* _SET EXERCISE_: Convert every line of the listing below into a JSON list of strings, one string per line. Omit blank lines and leave the pictures out.

* _DATA PROVIDED_:
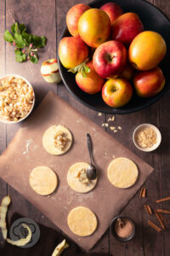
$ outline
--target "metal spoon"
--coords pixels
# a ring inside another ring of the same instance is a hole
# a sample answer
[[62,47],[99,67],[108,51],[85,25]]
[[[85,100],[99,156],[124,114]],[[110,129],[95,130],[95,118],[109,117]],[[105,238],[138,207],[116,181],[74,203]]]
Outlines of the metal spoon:
[[92,163],[92,139],[88,133],[87,133],[87,144],[88,144],[88,149],[90,155],[90,165],[88,167],[86,174],[88,179],[94,180],[96,179],[97,171],[96,171],[96,167]]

* _RESPONSE TO THIS EXERCISE_:
[
  "$ outline",
  "--target \"metal spoon\"",
  "--coords pixels",
  "# a ring inside another ring of the same instance is a hole",
  "# a sample answer",
  "[[62,47],[99,67],[108,51],[85,25]]",
  "[[[85,100],[99,156],[124,114]],[[110,129],[95,130],[95,118],[109,117]],[[105,238],[138,207],[116,181],[74,203]]]",
  "Outlines of the metal spoon:",
  "[[92,163],[92,139],[88,133],[87,133],[87,144],[88,144],[88,149],[90,155],[90,165],[88,167],[86,174],[88,179],[94,180],[96,179],[97,171],[96,171],[96,167]]"
]